Copy exactly the lines of the records below, and only those lines, beginning with the line that contains "positive clicks: (69, 42) (69, 32)" and ending with the line that contains "box: [0, 0, 120, 47]".

___ RECORDS

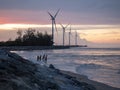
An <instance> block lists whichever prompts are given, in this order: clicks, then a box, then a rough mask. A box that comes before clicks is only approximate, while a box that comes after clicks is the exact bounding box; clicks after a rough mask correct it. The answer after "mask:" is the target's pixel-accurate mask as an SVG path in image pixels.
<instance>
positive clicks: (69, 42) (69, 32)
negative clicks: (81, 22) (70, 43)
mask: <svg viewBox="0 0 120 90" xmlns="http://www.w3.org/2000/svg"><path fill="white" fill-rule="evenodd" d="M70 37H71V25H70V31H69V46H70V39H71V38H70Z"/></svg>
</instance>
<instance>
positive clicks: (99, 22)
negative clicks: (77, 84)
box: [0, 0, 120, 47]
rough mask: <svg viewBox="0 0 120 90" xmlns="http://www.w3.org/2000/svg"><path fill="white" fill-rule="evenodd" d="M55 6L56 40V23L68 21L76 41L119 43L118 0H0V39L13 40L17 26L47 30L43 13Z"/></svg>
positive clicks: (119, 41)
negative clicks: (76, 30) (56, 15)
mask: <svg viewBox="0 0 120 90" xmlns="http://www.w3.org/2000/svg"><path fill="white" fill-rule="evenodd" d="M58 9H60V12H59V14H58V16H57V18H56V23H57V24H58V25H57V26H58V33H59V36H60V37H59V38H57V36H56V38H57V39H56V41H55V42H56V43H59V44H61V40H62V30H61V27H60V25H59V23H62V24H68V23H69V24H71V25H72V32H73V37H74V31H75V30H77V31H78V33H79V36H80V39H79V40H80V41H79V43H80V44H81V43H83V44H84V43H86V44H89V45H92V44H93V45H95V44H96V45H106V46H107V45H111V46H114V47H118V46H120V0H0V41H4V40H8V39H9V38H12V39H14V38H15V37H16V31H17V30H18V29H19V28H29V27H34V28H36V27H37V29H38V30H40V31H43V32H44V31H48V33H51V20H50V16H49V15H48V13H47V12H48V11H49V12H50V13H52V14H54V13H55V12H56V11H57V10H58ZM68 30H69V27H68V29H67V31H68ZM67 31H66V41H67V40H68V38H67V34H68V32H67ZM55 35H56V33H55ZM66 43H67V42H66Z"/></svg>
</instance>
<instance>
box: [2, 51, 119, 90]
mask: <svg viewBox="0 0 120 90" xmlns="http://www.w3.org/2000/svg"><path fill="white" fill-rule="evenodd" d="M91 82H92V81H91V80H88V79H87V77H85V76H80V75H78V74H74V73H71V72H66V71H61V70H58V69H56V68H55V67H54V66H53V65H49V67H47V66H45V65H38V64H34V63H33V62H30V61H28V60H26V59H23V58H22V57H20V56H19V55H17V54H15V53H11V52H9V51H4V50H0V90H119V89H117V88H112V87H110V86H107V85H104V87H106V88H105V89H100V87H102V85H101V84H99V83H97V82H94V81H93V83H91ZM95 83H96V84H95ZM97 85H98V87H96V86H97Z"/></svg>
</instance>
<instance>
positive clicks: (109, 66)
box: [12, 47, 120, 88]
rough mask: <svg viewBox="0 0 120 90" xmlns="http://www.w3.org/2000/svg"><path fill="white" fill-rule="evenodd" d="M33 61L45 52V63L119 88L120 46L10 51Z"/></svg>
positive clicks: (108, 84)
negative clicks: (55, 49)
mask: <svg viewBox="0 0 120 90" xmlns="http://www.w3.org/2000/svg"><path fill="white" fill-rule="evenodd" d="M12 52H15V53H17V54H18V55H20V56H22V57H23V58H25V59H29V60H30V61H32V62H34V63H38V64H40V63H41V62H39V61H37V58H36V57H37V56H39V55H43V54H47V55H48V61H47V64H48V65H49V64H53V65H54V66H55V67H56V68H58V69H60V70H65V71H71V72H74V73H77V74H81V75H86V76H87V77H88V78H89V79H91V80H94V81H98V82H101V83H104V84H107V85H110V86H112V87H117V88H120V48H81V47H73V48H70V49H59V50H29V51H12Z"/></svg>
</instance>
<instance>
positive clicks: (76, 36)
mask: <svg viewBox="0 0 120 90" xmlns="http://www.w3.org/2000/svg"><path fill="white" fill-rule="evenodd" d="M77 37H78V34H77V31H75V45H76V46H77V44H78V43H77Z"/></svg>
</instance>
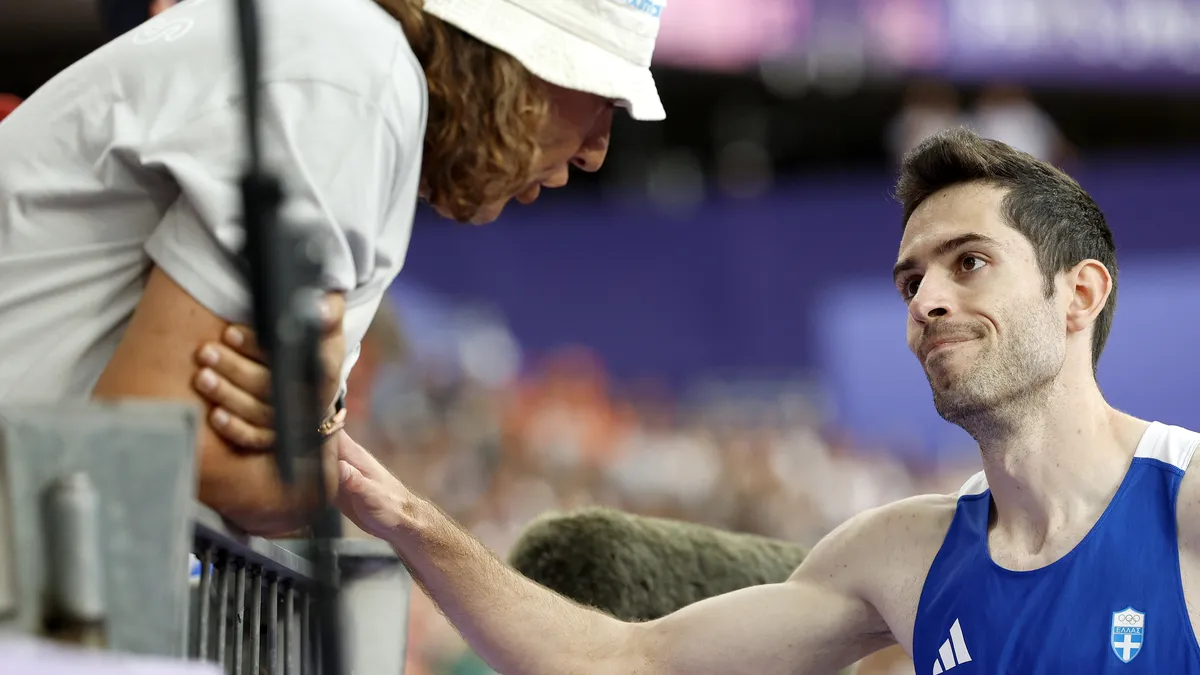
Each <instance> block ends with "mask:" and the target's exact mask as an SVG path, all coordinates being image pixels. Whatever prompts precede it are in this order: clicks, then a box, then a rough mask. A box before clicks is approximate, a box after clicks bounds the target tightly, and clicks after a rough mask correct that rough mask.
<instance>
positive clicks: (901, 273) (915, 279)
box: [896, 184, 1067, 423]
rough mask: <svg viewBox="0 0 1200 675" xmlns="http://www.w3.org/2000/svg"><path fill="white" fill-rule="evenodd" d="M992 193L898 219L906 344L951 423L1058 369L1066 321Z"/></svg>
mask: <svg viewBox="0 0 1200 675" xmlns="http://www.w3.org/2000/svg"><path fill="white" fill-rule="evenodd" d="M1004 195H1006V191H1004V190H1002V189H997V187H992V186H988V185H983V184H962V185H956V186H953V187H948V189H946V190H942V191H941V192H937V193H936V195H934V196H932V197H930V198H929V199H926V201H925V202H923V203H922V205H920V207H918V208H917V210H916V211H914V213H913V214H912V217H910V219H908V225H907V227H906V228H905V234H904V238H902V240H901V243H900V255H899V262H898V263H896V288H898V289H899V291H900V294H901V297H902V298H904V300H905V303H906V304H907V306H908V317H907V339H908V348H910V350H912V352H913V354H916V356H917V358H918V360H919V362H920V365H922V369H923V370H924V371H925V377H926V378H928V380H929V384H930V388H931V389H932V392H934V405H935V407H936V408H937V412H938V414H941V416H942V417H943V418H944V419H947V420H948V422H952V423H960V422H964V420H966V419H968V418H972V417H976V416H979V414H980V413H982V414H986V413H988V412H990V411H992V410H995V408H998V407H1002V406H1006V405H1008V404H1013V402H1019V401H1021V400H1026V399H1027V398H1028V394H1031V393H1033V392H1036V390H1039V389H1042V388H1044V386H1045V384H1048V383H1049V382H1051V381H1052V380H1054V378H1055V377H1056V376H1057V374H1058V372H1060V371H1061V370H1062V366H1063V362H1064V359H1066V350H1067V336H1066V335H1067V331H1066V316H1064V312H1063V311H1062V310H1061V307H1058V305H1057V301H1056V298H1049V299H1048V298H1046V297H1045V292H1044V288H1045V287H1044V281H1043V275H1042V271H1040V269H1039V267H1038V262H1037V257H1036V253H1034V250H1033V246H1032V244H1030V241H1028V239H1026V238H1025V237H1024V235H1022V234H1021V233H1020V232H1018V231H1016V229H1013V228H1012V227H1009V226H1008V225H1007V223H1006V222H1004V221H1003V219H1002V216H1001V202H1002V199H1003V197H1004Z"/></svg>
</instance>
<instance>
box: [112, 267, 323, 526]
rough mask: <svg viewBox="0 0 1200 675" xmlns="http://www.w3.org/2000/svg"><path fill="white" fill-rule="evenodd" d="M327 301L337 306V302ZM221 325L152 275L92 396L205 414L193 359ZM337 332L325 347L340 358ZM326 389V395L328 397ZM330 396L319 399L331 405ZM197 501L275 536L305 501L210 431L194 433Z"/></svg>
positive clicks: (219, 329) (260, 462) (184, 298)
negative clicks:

______

ANSWER FOR THIS EXERCISE -
positive clicks: (69, 42) (69, 32)
negative clicks: (81, 22) (70, 43)
mask: <svg viewBox="0 0 120 90" xmlns="http://www.w3.org/2000/svg"><path fill="white" fill-rule="evenodd" d="M70 37H71V25H70V31H69V46H70V39H71V38H70Z"/></svg>
</instance>
<instance>
positive clicks: (99, 22)
negative clicks: (77, 84)
box: [0, 0, 120, 47]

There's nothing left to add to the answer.